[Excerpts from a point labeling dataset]

* start *

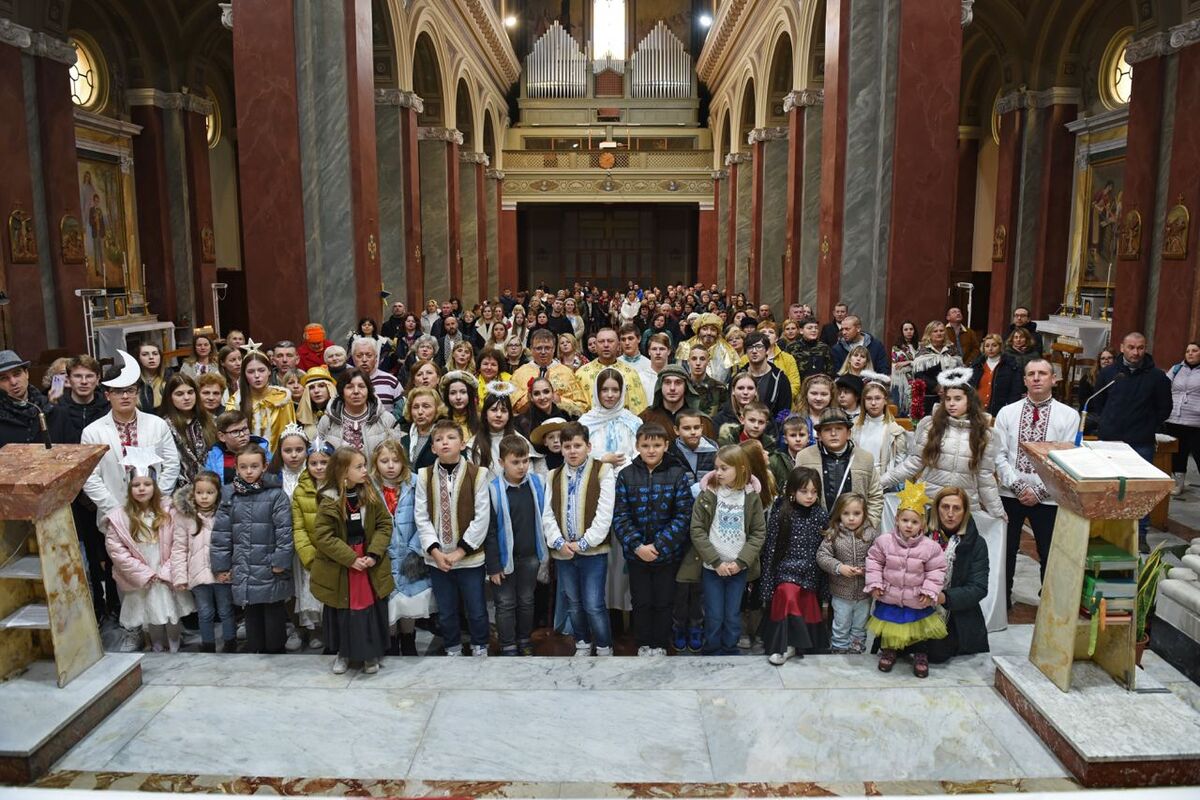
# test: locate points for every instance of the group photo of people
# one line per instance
(633, 471)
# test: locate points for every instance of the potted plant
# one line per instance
(1150, 572)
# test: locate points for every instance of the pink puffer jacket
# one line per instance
(905, 569)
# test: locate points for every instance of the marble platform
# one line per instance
(1104, 734)
(40, 722)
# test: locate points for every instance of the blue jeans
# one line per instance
(583, 579)
(214, 601)
(723, 611)
(849, 623)
(466, 584)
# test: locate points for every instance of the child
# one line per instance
(652, 511)
(581, 498)
(252, 547)
(843, 555)
(453, 511)
(413, 596)
(727, 530)
(791, 587)
(352, 573)
(304, 521)
(139, 545)
(905, 571)
(521, 523)
(195, 509)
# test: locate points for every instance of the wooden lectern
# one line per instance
(45, 600)
(1087, 510)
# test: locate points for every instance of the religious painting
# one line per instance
(1105, 182)
(1175, 232)
(22, 238)
(102, 202)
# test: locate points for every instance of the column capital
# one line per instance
(400, 98)
(767, 134)
(439, 134)
(802, 97)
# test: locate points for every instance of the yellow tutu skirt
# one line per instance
(898, 636)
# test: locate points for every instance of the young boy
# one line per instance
(233, 434)
(453, 511)
(652, 513)
(252, 549)
(581, 498)
(521, 523)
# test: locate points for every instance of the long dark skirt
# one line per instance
(358, 635)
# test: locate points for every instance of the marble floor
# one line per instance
(523, 726)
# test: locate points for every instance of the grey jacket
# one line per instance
(251, 535)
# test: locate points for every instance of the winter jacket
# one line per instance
(251, 536)
(304, 518)
(1133, 408)
(1185, 395)
(377, 427)
(653, 507)
(953, 467)
(330, 567)
(965, 589)
(130, 569)
(905, 569)
(190, 549)
(702, 549)
(846, 547)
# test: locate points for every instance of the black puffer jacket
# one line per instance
(252, 534)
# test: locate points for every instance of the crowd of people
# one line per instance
(569, 456)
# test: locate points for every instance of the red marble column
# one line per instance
(795, 204)
(60, 178)
(411, 174)
(24, 317)
(364, 170)
(833, 155)
(1177, 316)
(1008, 174)
(273, 230)
(1129, 302)
(923, 180)
(1054, 212)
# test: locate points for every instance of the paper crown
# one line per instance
(913, 498)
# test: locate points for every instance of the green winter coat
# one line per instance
(330, 569)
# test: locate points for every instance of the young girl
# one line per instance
(195, 509)
(727, 530)
(352, 573)
(843, 555)
(413, 597)
(791, 585)
(304, 521)
(252, 548)
(905, 571)
(139, 541)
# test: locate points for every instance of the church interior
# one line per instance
(179, 167)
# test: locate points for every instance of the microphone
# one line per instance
(1083, 414)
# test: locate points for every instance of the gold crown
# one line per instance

* end *

◆ **STATED EXERCISE**: Copy every line of the data above verbatim, omitting the pictures.

◆ **TASK RESULT**:
# test: locate points for every instance of the group photo of people
# one line per instance
(633, 471)
# test: locate points for every instance of the potted plant
# one line per instance
(1150, 572)
# test: locate points for every instance of the pink puffer jacket
# one line per instance
(905, 569)
# test: locate points for every instance of the marble platform
# one line per instance
(1104, 734)
(40, 722)
# test: locate points for every instance of the blue jeans
# one line per instance
(583, 579)
(214, 601)
(723, 611)
(849, 623)
(466, 584)
# test: locate points for every instance of the child
# one line per instance
(652, 511)
(581, 498)
(252, 547)
(843, 555)
(453, 511)
(413, 596)
(727, 530)
(791, 587)
(352, 573)
(304, 521)
(139, 545)
(905, 571)
(521, 523)
(195, 509)
# test: locate points for every instance of the wooden lectern
# one line per instance
(45, 600)
(1087, 510)
# test: locate points for every instance of the religious painting
# one line per instance
(1105, 182)
(1175, 232)
(22, 238)
(102, 202)
# test: locate points for every instance of the column capital
# one line per instance
(400, 98)
(767, 134)
(439, 134)
(802, 97)
# test: locate points for every instance of the yellow tutu skirt
# one line per instance
(898, 636)
# test: locate points for every instance of the young boy
# one line per instance
(233, 434)
(453, 511)
(652, 513)
(252, 549)
(581, 498)
(521, 523)
# test: locate points for every instance of the long dark skirt
# one line per instance
(358, 635)
# test: locate points for every instance of the marble floor
# one line per instance
(523, 726)
# test: locate points for every instance of the grey jacket
# one line per instance
(251, 535)
# test: locate points for every instance of the winter jacket
# one line per instance
(251, 536)
(304, 518)
(1133, 408)
(1185, 395)
(377, 427)
(653, 507)
(953, 467)
(330, 567)
(965, 589)
(130, 569)
(905, 569)
(190, 549)
(702, 549)
(846, 547)
# test: locate points for every instance of the black puffer jacket
# one line per instance
(252, 534)
# test: locate points for every instance of the crowd of people
# one line per instance
(569, 456)
# test: locate points for every instance of the red marble column
# one line per instance
(795, 204)
(60, 178)
(411, 174)
(24, 317)
(364, 170)
(833, 155)
(1177, 316)
(1008, 174)
(273, 230)
(1129, 302)
(923, 180)
(1054, 212)
# test: locate points for every instance of the paper crown
# one line per instance
(913, 498)
# test: locate points for every instance of the green winter coat
# one line per instance
(330, 569)
# test: locate points for every instance of the young girl
# one line per instance
(195, 509)
(727, 530)
(352, 573)
(843, 555)
(413, 597)
(791, 585)
(304, 521)
(252, 548)
(905, 571)
(139, 541)
# test: locate points for every instance of the church interior
# one line per instance
(179, 167)
# test: locate points for every instance of the microphone
# one line per instance
(1083, 414)
# test: locate points for every instance of the gold crown
# one line per instance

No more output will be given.